Rows excerpted from a collection:
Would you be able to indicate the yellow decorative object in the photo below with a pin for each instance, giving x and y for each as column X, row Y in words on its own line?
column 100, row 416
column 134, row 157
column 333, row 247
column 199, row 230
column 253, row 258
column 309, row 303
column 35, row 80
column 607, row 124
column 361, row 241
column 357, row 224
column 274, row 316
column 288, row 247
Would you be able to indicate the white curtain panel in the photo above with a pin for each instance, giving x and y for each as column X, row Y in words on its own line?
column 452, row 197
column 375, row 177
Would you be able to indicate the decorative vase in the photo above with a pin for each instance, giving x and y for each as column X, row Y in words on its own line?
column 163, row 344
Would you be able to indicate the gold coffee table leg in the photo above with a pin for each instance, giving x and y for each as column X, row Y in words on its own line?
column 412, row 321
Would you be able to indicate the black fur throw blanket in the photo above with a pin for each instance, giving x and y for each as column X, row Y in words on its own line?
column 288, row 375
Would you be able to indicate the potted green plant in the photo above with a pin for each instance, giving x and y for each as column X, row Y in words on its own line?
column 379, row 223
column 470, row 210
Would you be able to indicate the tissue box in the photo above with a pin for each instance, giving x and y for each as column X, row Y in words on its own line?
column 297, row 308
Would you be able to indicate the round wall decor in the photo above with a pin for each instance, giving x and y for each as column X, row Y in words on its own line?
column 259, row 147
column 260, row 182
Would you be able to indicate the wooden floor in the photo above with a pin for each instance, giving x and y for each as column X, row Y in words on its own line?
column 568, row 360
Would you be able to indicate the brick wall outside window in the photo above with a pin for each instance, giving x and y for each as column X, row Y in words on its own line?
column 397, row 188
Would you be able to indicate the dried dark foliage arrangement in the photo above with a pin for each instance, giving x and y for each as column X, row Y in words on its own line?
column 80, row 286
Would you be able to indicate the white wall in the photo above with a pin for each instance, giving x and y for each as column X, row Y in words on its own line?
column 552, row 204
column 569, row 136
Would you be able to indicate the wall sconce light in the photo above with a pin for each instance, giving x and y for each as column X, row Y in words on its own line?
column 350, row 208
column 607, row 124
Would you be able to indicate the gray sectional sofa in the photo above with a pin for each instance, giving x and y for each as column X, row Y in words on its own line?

> _TASK STATEMENT_
Duplicate the rows above line for line, without any changes.

> _WRITTEN RESPONSE_
Would you be able to indicate the yellow decorative object in the photo below with a pin for each instance, giving x and y for each as column X, row Y in words on its own line?
column 100, row 416
column 134, row 157
column 333, row 247
column 199, row 230
column 253, row 258
column 309, row 303
column 35, row 80
column 607, row 124
column 361, row 241
column 357, row 224
column 274, row 316
column 288, row 247
Would you be able to indicate the white curtain panel in the photo above with a pin for each instance, giving x and y for each as column X, row Y in words on its own line?
column 452, row 197
column 375, row 177
Would you be able to indicate the decorative vase in the photo above with a pin for each instance, giving x and y for each as column X, row Y in words on its own line?
column 163, row 344
Would you be able to indicate the gold coffee table leg in the photo above with a pin for each instance, giving x and y for each as column X, row Y in words on its own line?
column 412, row 321
Would you be able to indicate the black fur throw blanket in the photo above with a pin for each instance, giving x and y for each as column X, row Y in words on its own line?
column 288, row 375
Would you be able to indicate the potted green plant in the photo above with a pin for each instance, giving x and y for each as column X, row Y in words on its own line?
column 379, row 223
column 470, row 210
Would you be able to indicate the tissue box in the photo above with a pin for each instance, giving x and y for each as column X, row Y in words on its own line?
column 297, row 308
Would you be able to indicate the round wall decor in the photo above with a pin for each instance, giving x and y for each as column X, row Y in words on its own line?
column 259, row 147
column 260, row 182
Would you be able to indicate the wooden floor in the photo above with a pin for each instance, giving x and y for each as column X, row Y in words on its own line?
column 568, row 360
Would you be able to indicate the brick wall outside window in the photo above with a pin for each instance, giving x and y for each as column X, row Y in words on its own line?
column 397, row 188
Would you be able to indicate the dried dark foliage arrangement in the photo above with a pin for each instance, giving x and y for each as column X, row Y in words on its own line?
column 80, row 286
Would you be able to indicate the white wall in the photo above with a pin for each instance, giving x and y for each as column X, row Y in words on its own line?
column 552, row 204
column 569, row 136
Would you be able to indicate the wall sconce light in the photo above with a pin for each instance, giving x and y for each as column X, row Y in words on its own line?
column 350, row 208
column 607, row 124
Would you be able to indicate the gray sectional sofa in the photo above with a pin for each instance, giving x and y for each as column X, row Y in words on its own line?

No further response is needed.